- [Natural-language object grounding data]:
= = = = = = =

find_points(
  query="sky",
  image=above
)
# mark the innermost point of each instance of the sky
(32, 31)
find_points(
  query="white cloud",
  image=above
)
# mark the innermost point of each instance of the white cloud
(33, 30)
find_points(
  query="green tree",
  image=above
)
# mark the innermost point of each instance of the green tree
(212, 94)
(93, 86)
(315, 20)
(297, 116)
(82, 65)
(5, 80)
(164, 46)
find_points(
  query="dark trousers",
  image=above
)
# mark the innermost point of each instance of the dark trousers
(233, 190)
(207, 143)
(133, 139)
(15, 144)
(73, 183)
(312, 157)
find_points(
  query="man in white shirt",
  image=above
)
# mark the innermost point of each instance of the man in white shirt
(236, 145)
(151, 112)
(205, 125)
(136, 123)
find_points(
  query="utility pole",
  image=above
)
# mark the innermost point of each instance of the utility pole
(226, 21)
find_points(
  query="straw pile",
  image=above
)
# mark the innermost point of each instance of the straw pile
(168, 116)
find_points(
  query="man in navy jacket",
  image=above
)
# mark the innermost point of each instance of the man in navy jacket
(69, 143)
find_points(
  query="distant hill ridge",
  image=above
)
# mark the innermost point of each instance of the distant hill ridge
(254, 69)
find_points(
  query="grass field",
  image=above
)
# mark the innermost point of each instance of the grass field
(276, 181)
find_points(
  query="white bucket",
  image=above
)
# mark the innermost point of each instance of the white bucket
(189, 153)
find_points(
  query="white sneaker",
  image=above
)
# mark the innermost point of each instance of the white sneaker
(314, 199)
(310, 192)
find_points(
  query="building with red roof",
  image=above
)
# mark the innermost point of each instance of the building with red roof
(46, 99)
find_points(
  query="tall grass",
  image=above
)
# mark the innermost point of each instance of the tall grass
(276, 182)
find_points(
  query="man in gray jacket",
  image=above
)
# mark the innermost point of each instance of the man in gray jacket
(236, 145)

= = = = = = =

- [Work to complete]: Your task is to repeat every entry exactly.

- [Exercise result]:
find_points(
  query="sky",
  image=above
)
# mark the innermost point of each instance of the sky
(32, 31)
find_points(
  query="white cloud",
  image=above
)
# mark the innermost point of each instance of the white cloud
(33, 30)
find_points(
  query="green tree",
  image=above
)
# mark the innermost point of each instance of the green tree
(212, 94)
(93, 86)
(315, 20)
(297, 116)
(82, 65)
(5, 80)
(164, 46)
find_points(
  query="dark trousers",
  image=above
)
# mark the innermost point of each instance of the dark trousers
(233, 190)
(207, 143)
(133, 139)
(15, 144)
(73, 183)
(312, 157)
find_points(
  query="man in white shirt",
  image=above
)
# mark the innermost point of each instance of the man in white shirt
(236, 145)
(151, 112)
(205, 125)
(136, 123)
find_points(
  query="utility pole",
  image=above
)
# mark the innermost point of each instance of the utility pole
(226, 21)
find_points(
  query="straw pile",
  image=above
)
# mark the innermost point of each instance of the straw pile
(168, 116)
find_points(
  query="man in navy jacket",
  image=above
)
# mark the innermost point of each instance of the man in navy jacket
(69, 143)
find_points(
  query="distant hill ridge",
  image=above
)
# mark the innermost point of each instance of the distant hill ridge
(254, 69)
find_points(
  query="grass field",
  image=above
)
# mark the innermost point of each instance of the grass field
(276, 181)
find_points(
  query="white bucket",
  image=above
)
# mark the innermost point of each instance of the white bucket
(189, 153)
find_points(
  query="white sneaker",
  image=above
)
# mark the innermost point of each instance of the white sneaker
(314, 199)
(310, 192)
find_points(
  query="building with red roof",
  image=above
)
# mark the innermost point of each instance of the building with red roof
(46, 99)
find_points(
  query="tall grass",
  image=above
)
# mark the innermost point of each instance of the tall grass
(276, 182)
find_points(
  query="man in gray jacket",
  image=above
)
# mark the innermost point of each instance of the man in gray jacket
(236, 145)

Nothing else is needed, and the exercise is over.